→ **What you are asked to do**: Could you write out every line of the rows below again, leaving out the pictures, and scale each answer's x and y coordinates by 1.05, rounding to whole numbers with halves going up? Keep the sample coordinates as they are.

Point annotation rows

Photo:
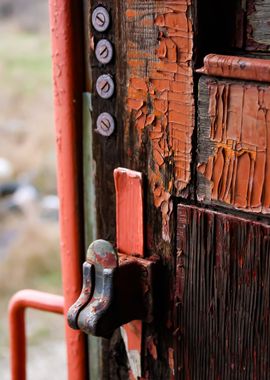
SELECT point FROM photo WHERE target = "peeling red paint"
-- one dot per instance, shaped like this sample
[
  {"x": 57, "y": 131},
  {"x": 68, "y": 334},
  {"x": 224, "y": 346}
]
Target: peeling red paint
[
  {"x": 151, "y": 347},
  {"x": 160, "y": 92},
  {"x": 236, "y": 67},
  {"x": 171, "y": 361}
]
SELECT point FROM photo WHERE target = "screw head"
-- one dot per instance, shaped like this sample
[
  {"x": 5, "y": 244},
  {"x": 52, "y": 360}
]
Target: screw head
[
  {"x": 100, "y": 19},
  {"x": 105, "y": 124},
  {"x": 104, "y": 51},
  {"x": 105, "y": 86}
]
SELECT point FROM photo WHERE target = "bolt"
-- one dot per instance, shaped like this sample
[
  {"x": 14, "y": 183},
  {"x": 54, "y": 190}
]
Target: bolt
[
  {"x": 100, "y": 19},
  {"x": 104, "y": 51},
  {"x": 105, "y": 124},
  {"x": 105, "y": 86}
]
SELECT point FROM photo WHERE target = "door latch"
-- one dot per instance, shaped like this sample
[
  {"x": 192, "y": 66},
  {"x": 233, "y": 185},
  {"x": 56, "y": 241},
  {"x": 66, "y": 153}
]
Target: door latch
[{"x": 118, "y": 287}]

→ **Answer to the task**:
Photo:
SELECT point FROM photo WHERE target = "peeling red paint"
-- one dot per instance, shaped like this sample
[
  {"x": 57, "y": 131},
  {"x": 68, "y": 334},
  {"x": 224, "y": 346}
]
Target: peeling red paint
[
  {"x": 159, "y": 364},
  {"x": 168, "y": 97},
  {"x": 248, "y": 70},
  {"x": 180, "y": 379}
]
SELECT point FROM photo WHERE target = "screw head"
-- one dot per instance, shaped like this sample
[
  {"x": 5, "y": 244},
  {"x": 52, "y": 360}
]
Target: screw head
[
  {"x": 105, "y": 20},
  {"x": 110, "y": 130},
  {"x": 109, "y": 54},
  {"x": 110, "y": 90}
]
SELECT point FROM photo WHERE target = "bolt"
-- one dot per instance, shaped like this sample
[
  {"x": 14, "y": 183},
  {"x": 54, "y": 190}
]
Target: bolt
[
  {"x": 105, "y": 20},
  {"x": 109, "y": 54},
  {"x": 110, "y": 130},
  {"x": 110, "y": 90}
]
SELECT point FROM photo WHERE target = "door latch"
-- one dot per instance, shaped like this sample
[
  {"x": 192, "y": 66},
  {"x": 233, "y": 185},
  {"x": 56, "y": 241},
  {"x": 66, "y": 153}
]
Target: door latch
[{"x": 124, "y": 301}]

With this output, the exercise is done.